WHAT THE TASK ASKS: Copy the data exactly, keeping every line intact.

LISTED RECORDS:
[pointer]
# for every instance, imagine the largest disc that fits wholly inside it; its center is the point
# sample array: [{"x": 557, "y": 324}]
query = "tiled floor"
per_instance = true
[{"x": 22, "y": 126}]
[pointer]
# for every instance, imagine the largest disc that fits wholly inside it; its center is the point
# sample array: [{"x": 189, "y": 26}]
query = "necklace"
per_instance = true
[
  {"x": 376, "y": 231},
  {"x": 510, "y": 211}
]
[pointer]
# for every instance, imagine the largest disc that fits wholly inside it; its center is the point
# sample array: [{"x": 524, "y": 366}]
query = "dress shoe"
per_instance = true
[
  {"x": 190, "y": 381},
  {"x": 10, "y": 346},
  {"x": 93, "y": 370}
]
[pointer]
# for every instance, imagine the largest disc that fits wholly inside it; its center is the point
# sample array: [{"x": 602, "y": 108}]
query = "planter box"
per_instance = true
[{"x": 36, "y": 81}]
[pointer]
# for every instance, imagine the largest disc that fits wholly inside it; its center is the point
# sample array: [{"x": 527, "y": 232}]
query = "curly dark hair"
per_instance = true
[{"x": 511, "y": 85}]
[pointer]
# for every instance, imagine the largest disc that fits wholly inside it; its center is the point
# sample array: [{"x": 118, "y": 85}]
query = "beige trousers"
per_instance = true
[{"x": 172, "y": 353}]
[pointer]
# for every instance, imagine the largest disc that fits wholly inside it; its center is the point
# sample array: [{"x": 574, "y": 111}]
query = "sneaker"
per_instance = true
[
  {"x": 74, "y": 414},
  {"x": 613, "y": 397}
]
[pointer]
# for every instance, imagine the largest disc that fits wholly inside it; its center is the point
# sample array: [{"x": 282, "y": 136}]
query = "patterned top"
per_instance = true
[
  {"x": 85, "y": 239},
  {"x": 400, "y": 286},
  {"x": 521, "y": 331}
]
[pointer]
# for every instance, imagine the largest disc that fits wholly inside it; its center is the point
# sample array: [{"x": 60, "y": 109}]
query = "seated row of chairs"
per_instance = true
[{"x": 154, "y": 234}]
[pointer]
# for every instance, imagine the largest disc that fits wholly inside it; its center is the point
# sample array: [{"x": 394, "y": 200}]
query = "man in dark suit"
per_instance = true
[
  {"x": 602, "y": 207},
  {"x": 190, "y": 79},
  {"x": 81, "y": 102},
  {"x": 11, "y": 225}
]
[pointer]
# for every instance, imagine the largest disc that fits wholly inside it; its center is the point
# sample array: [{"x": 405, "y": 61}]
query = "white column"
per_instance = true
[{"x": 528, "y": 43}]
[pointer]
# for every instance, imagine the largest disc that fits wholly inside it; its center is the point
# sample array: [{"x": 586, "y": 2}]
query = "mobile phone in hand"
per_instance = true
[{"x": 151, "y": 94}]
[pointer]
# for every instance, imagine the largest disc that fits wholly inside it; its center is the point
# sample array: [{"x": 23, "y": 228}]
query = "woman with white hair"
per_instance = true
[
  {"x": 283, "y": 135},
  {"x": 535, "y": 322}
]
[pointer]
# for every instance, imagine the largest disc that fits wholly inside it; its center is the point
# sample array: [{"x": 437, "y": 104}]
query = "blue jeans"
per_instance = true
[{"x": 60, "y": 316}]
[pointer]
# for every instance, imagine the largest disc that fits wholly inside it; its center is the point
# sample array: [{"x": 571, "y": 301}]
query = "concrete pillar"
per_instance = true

REPLY TO THE TASK:
[pointer]
# for every instance, imagine the largest disc that fits wholly inside it; its center is the point
# sample array: [{"x": 557, "y": 324}]
query = "tiled floor"
per_instance = true
[{"x": 22, "y": 126}]
[pointer]
# for every instance, imagine the largest disc that fits wholly inside it; its center is the point
# sample array: [{"x": 189, "y": 26}]
query = "necklace"
per_instance = true
[
  {"x": 376, "y": 231},
  {"x": 510, "y": 211}
]
[pointer]
# for every instance, imagine the largest disc that fits wholly inside it; its center is the point
# sample array: [{"x": 524, "y": 366}]
query = "dress shoe"
per_instance = true
[
  {"x": 190, "y": 381},
  {"x": 10, "y": 346},
  {"x": 93, "y": 370}
]
[pointer]
# for every instance, imagine the largest disc that fits wholly inside it; its center is the point
# sample array: [{"x": 602, "y": 108}]
query = "planter box"
per_instance = true
[{"x": 36, "y": 81}]
[pointer]
# for every instance, imagine the largest disc that fits wholly inside it; its center is the point
# sample array: [{"x": 527, "y": 232}]
query = "curly dark hair"
per_instance = true
[{"x": 511, "y": 85}]
[pointer]
# for every instance, imagine the largest disc that fits wholly inside it; its center is the point
# sample array: [{"x": 118, "y": 85}]
query = "beige trousers"
per_instance = true
[{"x": 172, "y": 353}]
[pointer]
# for every instance, imagine the largest disc that fits wholly inside it; its center is the point
# sample array: [{"x": 574, "y": 111}]
query = "sneaker"
per_instance = true
[
  {"x": 74, "y": 414},
  {"x": 613, "y": 397}
]
[pointer]
# for every instance, imagine the largest disc that fits wholly inside it; its center is the point
# sample array: [{"x": 282, "y": 136}]
query = "patterned top"
per_instance = true
[
  {"x": 85, "y": 239},
  {"x": 400, "y": 286},
  {"x": 521, "y": 331}
]
[pointer]
# for every instance, imagine the largest disc that fits wholly inside it; its center is the point
# sample array: [{"x": 60, "y": 109}]
query = "seated row of chairs"
per_instance = true
[{"x": 154, "y": 234}]
[pointer]
# for every instance, imagine the largest disc that fits wholly inside it; its center is the point
# sample array: [{"x": 394, "y": 200}]
query = "man in dark suit"
per_instance = true
[
  {"x": 602, "y": 207},
  {"x": 190, "y": 79},
  {"x": 81, "y": 102},
  {"x": 11, "y": 225}
]
[pointer]
# for every instance, imagine the largest disc that fits wholly inside it; its center is the point
# sample array: [{"x": 405, "y": 61}]
query = "white column"
per_instance = true
[{"x": 528, "y": 43}]
[pointer]
# for every instance, imagine the largest disc that fits wholly inside it; its center is the point
# sample array: [{"x": 586, "y": 2}]
query = "mobile phone in hand"
per_instance = true
[{"x": 151, "y": 94}]
[pointer]
# for every instance, imagine the largest disc that fits wholly inside it; its center is the point
# sample array: [{"x": 23, "y": 228}]
query = "woman with white hair"
per_instance = true
[
  {"x": 283, "y": 135},
  {"x": 535, "y": 322}
]
[pointer]
# for every instance, imagine the largest disc that fits wholly inside it; its center is the point
# sample array: [{"x": 437, "y": 104}]
query = "blue jeans"
per_instance = true
[{"x": 60, "y": 316}]
[pointer]
# for every instance, imagine the largest disc that fits wholly inside it; its center is the point
# sample array: [{"x": 571, "y": 301}]
query = "concrete pillar"
per_instance = true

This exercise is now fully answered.